_Problem details:_ Quote verbatim the lines of the items below, starting at the line containing "Task: locate the flag" and ending at the line containing "[(393, 295)]", with both of those lines included.

==== Supplied records

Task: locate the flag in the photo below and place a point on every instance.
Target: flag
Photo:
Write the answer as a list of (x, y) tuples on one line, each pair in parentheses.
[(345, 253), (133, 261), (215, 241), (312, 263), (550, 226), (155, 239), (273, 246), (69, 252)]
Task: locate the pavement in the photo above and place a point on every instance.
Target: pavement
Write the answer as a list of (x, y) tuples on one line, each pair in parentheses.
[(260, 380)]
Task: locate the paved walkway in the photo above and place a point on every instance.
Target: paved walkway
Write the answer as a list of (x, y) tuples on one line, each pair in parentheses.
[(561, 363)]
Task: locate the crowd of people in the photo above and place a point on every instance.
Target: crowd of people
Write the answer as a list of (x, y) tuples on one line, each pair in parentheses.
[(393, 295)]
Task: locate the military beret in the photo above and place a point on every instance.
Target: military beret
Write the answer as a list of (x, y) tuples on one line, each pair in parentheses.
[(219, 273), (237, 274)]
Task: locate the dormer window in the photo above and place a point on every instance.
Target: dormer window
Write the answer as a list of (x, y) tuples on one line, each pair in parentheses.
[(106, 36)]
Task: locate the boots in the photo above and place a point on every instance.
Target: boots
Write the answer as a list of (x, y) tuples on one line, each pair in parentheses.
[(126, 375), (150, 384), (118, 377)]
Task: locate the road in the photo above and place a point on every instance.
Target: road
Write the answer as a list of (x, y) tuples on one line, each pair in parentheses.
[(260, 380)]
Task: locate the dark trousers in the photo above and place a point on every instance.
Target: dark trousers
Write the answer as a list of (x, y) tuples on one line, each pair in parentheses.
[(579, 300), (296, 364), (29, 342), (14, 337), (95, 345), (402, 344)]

========
==== Supplied records

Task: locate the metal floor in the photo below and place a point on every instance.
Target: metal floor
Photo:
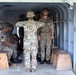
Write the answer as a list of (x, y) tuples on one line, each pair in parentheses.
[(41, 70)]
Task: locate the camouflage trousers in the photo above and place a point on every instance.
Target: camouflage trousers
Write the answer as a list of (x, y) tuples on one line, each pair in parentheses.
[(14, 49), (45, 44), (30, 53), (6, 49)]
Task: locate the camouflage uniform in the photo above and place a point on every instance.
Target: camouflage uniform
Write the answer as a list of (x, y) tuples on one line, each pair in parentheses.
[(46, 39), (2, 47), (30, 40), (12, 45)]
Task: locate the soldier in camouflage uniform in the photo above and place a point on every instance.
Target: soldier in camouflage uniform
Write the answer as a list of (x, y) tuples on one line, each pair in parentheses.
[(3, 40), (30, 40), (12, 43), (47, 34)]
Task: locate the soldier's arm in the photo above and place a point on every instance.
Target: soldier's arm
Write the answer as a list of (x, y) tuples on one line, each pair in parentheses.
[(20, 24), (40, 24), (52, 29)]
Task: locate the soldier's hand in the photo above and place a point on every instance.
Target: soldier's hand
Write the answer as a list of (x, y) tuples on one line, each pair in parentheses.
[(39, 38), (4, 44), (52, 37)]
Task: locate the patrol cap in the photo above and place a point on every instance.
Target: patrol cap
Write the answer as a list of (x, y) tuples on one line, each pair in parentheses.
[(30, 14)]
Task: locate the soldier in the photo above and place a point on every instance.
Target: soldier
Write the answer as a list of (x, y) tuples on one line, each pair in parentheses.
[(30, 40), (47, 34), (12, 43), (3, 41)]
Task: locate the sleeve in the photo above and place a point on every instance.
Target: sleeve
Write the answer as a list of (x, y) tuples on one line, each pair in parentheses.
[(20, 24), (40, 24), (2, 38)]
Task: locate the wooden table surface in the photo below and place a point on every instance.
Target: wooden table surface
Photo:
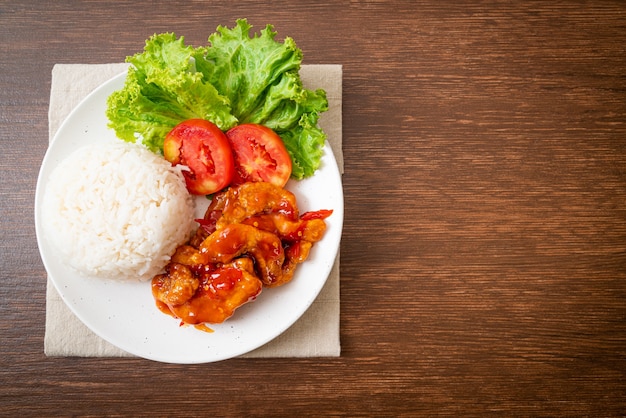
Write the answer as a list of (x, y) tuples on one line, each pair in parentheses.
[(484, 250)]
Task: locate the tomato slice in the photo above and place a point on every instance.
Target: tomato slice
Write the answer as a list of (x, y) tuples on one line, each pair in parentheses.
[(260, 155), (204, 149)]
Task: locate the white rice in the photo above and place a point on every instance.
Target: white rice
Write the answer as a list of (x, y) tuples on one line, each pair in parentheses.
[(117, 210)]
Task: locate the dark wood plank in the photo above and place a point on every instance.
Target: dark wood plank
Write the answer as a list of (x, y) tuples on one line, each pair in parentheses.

========
==== Supplied records

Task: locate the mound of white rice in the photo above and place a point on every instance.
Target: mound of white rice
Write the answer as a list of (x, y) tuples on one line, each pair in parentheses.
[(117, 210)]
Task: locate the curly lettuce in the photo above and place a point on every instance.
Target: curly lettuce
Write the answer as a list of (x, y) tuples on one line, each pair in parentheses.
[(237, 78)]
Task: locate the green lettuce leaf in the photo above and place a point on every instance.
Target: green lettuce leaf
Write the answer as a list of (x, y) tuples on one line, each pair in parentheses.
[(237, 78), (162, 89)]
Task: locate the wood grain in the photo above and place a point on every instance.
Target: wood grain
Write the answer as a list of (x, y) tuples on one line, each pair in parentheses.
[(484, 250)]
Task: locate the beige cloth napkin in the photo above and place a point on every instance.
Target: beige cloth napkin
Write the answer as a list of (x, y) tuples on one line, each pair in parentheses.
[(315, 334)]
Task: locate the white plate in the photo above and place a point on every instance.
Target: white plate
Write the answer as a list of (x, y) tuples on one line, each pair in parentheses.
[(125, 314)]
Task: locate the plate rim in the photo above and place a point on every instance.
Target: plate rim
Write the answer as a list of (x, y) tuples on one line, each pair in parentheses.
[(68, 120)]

========

_Exercise result:_
Task: locate the flag in the photo below and place a point on every instance.
Target: flag
Photo:
Write the answer as a list of (x, y) tuples on one line, each pair in parentheses.
[(345, 253), (133, 261), (215, 241), (312, 263), (550, 226), (155, 239), (273, 246), (69, 252)]
Task: locate the pavement in the photo above and place a point on every instance.
Target: pavement
Write the answer as a list of (x, y) tuples on one line, each pair in parentheses.
[(260, 380)]
Task: locate the paved walkway in the photo above and place a point on every instance.
Target: paved walkway
Write the answer as a list of (x, y) tuples on one line, each pair in parentheses.
[(561, 363)]
Task: locate the crowd of people in the photo above and place a point on every instance.
Target: crowd of people
Write the answer as a list of (x, y) tuples on one line, each pair in parentheses.
[(393, 295)]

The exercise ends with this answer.